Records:
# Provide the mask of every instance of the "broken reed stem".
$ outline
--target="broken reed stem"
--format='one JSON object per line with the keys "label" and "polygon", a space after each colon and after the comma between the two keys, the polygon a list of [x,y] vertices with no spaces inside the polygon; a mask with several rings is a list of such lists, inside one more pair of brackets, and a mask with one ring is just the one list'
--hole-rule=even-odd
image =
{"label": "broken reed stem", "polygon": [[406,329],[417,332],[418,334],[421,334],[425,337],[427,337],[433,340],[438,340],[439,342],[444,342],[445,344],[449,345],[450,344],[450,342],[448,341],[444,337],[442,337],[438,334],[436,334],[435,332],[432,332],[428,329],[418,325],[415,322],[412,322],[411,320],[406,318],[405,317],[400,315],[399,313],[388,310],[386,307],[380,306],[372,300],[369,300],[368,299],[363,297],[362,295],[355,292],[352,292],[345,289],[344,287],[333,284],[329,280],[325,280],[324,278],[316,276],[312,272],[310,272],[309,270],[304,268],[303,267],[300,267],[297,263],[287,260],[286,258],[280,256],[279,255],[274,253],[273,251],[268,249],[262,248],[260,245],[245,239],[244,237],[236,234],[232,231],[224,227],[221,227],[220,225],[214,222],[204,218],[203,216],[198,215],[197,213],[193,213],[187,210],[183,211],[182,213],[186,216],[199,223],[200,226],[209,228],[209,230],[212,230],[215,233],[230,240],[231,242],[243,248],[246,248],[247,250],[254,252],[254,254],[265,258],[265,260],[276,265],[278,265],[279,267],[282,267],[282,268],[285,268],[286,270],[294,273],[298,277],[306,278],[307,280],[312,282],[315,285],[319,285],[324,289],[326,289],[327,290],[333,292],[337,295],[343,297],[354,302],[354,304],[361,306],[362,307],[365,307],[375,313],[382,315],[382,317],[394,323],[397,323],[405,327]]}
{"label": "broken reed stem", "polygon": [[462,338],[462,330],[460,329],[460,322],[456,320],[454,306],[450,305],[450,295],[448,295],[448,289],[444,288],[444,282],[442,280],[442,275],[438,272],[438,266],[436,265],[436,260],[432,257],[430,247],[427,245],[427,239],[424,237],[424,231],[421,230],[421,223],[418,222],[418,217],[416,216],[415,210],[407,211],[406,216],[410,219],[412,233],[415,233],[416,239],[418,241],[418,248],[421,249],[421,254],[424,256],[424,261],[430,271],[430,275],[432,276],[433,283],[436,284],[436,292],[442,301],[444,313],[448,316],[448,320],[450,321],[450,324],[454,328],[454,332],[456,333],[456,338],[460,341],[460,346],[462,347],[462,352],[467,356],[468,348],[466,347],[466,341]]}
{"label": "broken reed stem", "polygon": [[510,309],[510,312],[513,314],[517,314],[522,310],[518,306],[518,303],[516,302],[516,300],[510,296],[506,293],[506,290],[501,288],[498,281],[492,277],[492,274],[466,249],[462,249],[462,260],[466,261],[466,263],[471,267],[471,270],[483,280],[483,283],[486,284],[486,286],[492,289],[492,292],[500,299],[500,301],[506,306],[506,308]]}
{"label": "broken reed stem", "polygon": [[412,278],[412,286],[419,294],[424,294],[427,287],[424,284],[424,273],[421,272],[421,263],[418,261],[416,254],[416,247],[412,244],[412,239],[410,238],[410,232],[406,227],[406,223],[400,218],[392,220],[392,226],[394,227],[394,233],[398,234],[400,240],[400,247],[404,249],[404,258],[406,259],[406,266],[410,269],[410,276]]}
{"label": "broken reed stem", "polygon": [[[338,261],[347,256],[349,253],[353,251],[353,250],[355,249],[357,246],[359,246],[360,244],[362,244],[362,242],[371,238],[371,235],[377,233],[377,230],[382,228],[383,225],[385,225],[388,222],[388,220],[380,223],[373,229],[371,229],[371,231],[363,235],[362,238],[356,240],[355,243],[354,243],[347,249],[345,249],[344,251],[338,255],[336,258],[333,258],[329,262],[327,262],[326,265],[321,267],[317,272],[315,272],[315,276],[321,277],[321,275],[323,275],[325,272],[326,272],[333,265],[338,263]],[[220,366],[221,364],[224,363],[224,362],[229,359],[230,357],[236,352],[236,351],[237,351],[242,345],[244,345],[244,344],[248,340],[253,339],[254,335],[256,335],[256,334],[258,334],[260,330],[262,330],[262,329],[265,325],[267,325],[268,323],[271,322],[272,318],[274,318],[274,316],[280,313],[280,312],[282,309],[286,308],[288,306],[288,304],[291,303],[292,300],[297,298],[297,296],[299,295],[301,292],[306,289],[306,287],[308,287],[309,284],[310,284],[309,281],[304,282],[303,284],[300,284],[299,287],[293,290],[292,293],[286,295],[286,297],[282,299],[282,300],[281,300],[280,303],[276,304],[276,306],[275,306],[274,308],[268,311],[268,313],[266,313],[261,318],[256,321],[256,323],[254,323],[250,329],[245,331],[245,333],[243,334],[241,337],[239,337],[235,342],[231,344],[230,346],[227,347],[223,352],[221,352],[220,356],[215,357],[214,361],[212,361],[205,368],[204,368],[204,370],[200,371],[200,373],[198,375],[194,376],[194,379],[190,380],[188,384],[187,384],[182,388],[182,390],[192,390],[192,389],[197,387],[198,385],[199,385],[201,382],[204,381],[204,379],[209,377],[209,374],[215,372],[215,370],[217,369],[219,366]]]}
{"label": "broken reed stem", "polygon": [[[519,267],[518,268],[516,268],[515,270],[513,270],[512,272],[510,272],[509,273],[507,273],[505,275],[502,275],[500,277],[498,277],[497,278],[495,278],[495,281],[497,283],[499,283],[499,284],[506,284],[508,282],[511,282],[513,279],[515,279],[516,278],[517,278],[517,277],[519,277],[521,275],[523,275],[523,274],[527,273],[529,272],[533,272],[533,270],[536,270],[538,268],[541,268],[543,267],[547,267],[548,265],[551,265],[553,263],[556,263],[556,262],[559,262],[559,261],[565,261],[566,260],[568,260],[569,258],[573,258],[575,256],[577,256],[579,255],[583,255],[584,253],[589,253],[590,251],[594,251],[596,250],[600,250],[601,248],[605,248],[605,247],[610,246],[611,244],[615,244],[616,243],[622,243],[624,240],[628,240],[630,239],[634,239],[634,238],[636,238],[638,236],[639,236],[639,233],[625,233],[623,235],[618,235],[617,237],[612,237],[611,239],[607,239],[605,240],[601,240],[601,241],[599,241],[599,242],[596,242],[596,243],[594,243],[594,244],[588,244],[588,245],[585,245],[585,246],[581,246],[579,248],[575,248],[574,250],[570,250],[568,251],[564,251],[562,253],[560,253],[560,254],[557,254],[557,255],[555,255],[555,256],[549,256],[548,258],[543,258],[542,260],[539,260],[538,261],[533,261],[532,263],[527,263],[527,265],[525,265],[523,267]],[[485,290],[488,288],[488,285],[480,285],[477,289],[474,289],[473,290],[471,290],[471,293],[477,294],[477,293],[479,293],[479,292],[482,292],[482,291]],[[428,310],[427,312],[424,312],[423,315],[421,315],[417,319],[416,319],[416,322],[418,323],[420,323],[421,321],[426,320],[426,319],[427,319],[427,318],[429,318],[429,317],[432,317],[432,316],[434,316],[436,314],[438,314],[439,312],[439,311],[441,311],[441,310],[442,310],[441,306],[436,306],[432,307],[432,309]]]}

Request:
Copy out every line of the data above verbatim.

Result of the task:
# Provide the mask of every instance of the "broken reed stem".
$ outline
--target="broken reed stem"
--format='one JSON object per line with the keys "label" and "polygon", a space after each colon and after the comma between the two keys, the polygon a list of [x,y] vertices with no spaces inside the polygon; a mask with several rings is a list of such lists, inside one more pair of brackets, and a mask with one ring is just the one list'
--hole-rule=even-odd
image =
{"label": "broken reed stem", "polygon": [[406,329],[417,332],[418,334],[421,334],[425,337],[427,337],[433,340],[438,340],[439,342],[444,342],[445,344],[449,345],[450,344],[450,342],[448,341],[444,337],[442,337],[438,334],[436,334],[435,332],[432,332],[428,329],[418,325],[415,322],[412,322],[411,320],[406,318],[405,317],[400,315],[399,313],[388,310],[386,307],[380,306],[372,300],[369,300],[368,299],[363,297],[362,295],[355,292],[352,292],[345,289],[344,287],[333,284],[329,280],[325,280],[324,278],[316,276],[312,272],[310,272],[309,270],[304,268],[303,267],[300,267],[297,263],[287,260],[286,258],[280,256],[279,255],[274,253],[273,251],[268,249],[262,248],[260,245],[245,239],[244,237],[236,234],[232,231],[224,227],[221,227],[220,225],[214,222],[204,218],[203,216],[198,215],[197,213],[193,213],[187,210],[183,211],[182,213],[186,216],[199,223],[200,226],[209,228],[209,230],[212,230],[215,233],[230,240],[231,242],[243,248],[246,248],[247,250],[254,252],[254,254],[265,258],[265,260],[276,265],[278,265],[279,267],[282,267],[282,268],[285,268],[286,270],[294,273],[298,277],[306,278],[307,280],[312,282],[315,285],[319,285],[324,289],[326,289],[327,290],[333,292],[337,295],[343,297],[354,302],[354,304],[361,306],[362,307],[365,307],[375,313],[382,315],[382,317],[394,323],[397,323],[405,327]]}
{"label": "broken reed stem", "polygon": [[462,338],[462,330],[460,329],[460,322],[456,320],[454,306],[450,305],[450,295],[448,295],[448,289],[444,288],[444,282],[442,280],[442,275],[438,272],[438,266],[436,265],[436,260],[432,257],[430,247],[427,245],[427,239],[424,237],[424,231],[421,230],[421,223],[418,222],[418,217],[416,216],[415,210],[407,211],[406,216],[410,219],[412,233],[415,233],[416,239],[418,241],[418,248],[421,249],[421,254],[424,256],[424,261],[430,271],[430,275],[432,276],[433,283],[436,284],[436,292],[442,301],[444,313],[448,316],[448,320],[450,321],[450,324],[454,328],[454,332],[456,333],[456,338],[460,341],[460,346],[462,347],[462,352],[467,356],[468,348],[466,347],[466,341]]}
{"label": "broken reed stem", "polygon": [[510,309],[510,312],[513,314],[517,314],[522,310],[518,306],[518,303],[516,302],[516,300],[510,296],[506,293],[506,290],[501,288],[498,281],[492,277],[492,274],[466,249],[462,249],[462,260],[466,261],[466,263],[471,267],[471,270],[483,280],[483,283],[486,284],[486,286],[492,289],[492,292],[500,299],[500,301],[506,306],[506,308]]}
{"label": "broken reed stem", "polygon": [[412,278],[412,286],[419,294],[424,294],[427,287],[424,284],[424,273],[421,272],[421,263],[418,261],[416,254],[416,247],[412,244],[412,239],[410,238],[410,232],[406,227],[406,223],[400,218],[392,220],[392,226],[394,227],[394,233],[398,234],[400,240],[400,247],[404,249],[404,258],[406,259],[406,266],[410,269],[410,276]]}
{"label": "broken reed stem", "polygon": [[[338,261],[347,256],[349,253],[353,251],[353,250],[355,249],[357,246],[359,246],[360,244],[362,244],[362,242],[371,238],[371,235],[377,233],[377,230],[382,228],[383,225],[385,225],[388,222],[388,220],[380,223],[373,229],[371,229],[371,231],[363,235],[362,238],[356,240],[355,243],[354,243],[347,249],[345,249],[344,251],[338,255],[336,258],[333,258],[329,262],[327,262],[326,265],[321,267],[317,272],[315,272],[315,276],[321,277],[321,275],[323,275],[325,272],[326,272],[333,265],[338,263]],[[220,366],[221,364],[224,363],[224,362],[229,359],[230,357],[236,352],[236,351],[237,351],[242,345],[244,345],[244,344],[248,340],[253,339],[254,335],[256,335],[256,334],[258,334],[260,330],[262,330],[262,329],[265,325],[267,325],[268,323],[271,322],[272,318],[274,318],[274,316],[280,313],[280,312],[282,309],[286,308],[288,306],[288,304],[291,303],[292,300],[297,298],[297,296],[299,295],[301,292],[306,289],[306,287],[308,287],[309,284],[310,284],[309,281],[304,282],[303,284],[300,284],[299,287],[293,290],[292,293],[286,295],[286,297],[282,299],[282,300],[281,300],[280,303],[276,304],[276,306],[275,306],[274,308],[268,311],[268,313],[266,313],[261,318],[256,321],[256,323],[254,323],[250,329],[245,331],[245,333],[243,334],[241,337],[239,337],[235,342],[231,344],[230,346],[227,347],[223,352],[221,352],[220,356],[215,357],[214,361],[212,361],[205,368],[204,368],[204,370],[200,371],[200,373],[198,375],[194,376],[194,379],[190,380],[188,384],[187,384],[182,388],[182,390],[192,390],[192,389],[197,387],[198,385],[199,385],[201,382],[204,381],[204,379],[209,377],[209,374],[215,372],[215,370],[217,369],[219,366]]]}
{"label": "broken reed stem", "polygon": [[[519,267],[518,268],[516,268],[515,270],[513,270],[512,272],[510,272],[509,273],[507,273],[505,275],[502,275],[500,277],[498,277],[497,278],[495,278],[495,281],[497,283],[499,283],[499,284],[506,284],[508,282],[511,282],[513,279],[515,279],[516,278],[517,278],[517,277],[519,277],[521,275],[523,275],[523,274],[527,273],[529,272],[533,272],[533,270],[536,270],[538,268],[541,268],[543,267],[547,267],[548,265],[551,265],[553,263],[556,263],[556,262],[559,262],[559,261],[565,261],[566,260],[568,260],[569,258],[573,258],[575,256],[577,256],[579,255],[583,255],[584,253],[589,253],[590,251],[594,251],[596,250],[600,250],[601,248],[605,248],[605,247],[610,246],[611,244],[615,244],[616,243],[622,243],[624,240],[628,240],[630,239],[634,239],[634,238],[636,238],[638,236],[639,236],[639,233],[625,233],[623,235],[618,235],[617,237],[612,237],[611,239],[607,239],[605,240],[601,240],[601,241],[599,241],[599,242],[596,242],[596,243],[594,243],[594,244],[588,244],[588,245],[585,245],[585,246],[581,246],[579,248],[575,248],[574,250],[570,250],[568,251],[564,251],[562,253],[560,253],[560,254],[557,254],[557,255],[555,255],[555,256],[549,256],[548,258],[543,258],[542,260],[539,260],[538,261],[533,261],[532,263],[527,263],[527,265],[525,265],[523,267]],[[485,290],[488,288],[488,285],[480,285],[477,289],[474,289],[473,290],[471,290],[471,293],[477,294],[477,293],[479,293],[479,292],[482,292],[482,291]],[[428,310],[427,312],[424,312],[423,315],[421,315],[417,319],[416,319],[416,322],[418,323],[420,323],[421,321],[426,320],[426,319],[427,319],[427,318],[429,318],[429,317],[432,317],[432,316],[434,316],[436,314],[438,314],[439,312],[439,311],[441,311],[441,310],[442,310],[441,306],[436,306],[432,307],[432,309]]]}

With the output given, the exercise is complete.